Region outline entries:
• • •
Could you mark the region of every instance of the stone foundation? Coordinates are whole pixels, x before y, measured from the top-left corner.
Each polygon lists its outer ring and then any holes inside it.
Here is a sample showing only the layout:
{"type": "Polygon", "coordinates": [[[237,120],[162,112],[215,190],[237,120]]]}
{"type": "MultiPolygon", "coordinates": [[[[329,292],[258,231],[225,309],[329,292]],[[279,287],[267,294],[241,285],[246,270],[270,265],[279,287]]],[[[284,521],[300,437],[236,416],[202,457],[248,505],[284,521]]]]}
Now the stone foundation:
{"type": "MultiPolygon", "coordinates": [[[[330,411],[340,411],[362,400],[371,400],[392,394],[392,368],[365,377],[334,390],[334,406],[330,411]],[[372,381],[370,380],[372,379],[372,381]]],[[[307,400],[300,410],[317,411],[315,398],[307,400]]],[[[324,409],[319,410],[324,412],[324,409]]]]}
• • •
Please reproduce all of the lines above, requests included, scaling every coordinate in the answers by 2.1 and rounding each result to a whole number, with halves rounded up. Leave the numbers in the requests and their layout samples as they are.

## Written response
Could you mark the region of every instance of the stone foundation? Coordinates are whole pixels, x before y, measured from the top-left corner.
Each polygon lists its outer ring and then any holes inside it.
Here is a sample showing only the layout:
{"type": "Polygon", "coordinates": [[[237,120],[162,112],[215,190],[237,120]]]}
{"type": "MultiPolygon", "coordinates": [[[[329,292],[258,231],[225,309],[329,292]],[[279,287],[267,294],[241,285],[246,270],[270,265],[279,287]]],[[[284,521],[300,437],[236,416],[202,457],[248,505],[284,521]]]]}
Now the stone foundation:
{"type": "MultiPolygon", "coordinates": [[[[693,863],[714,863],[760,840],[779,840],[823,827],[823,773],[767,792],[701,819],[701,853],[693,863]],[[781,800],[777,798],[781,796],[781,800]]],[[[645,840],[630,861],[666,863],[662,836],[645,840]]],[[[680,859],[670,861],[680,865],[680,859]]]]}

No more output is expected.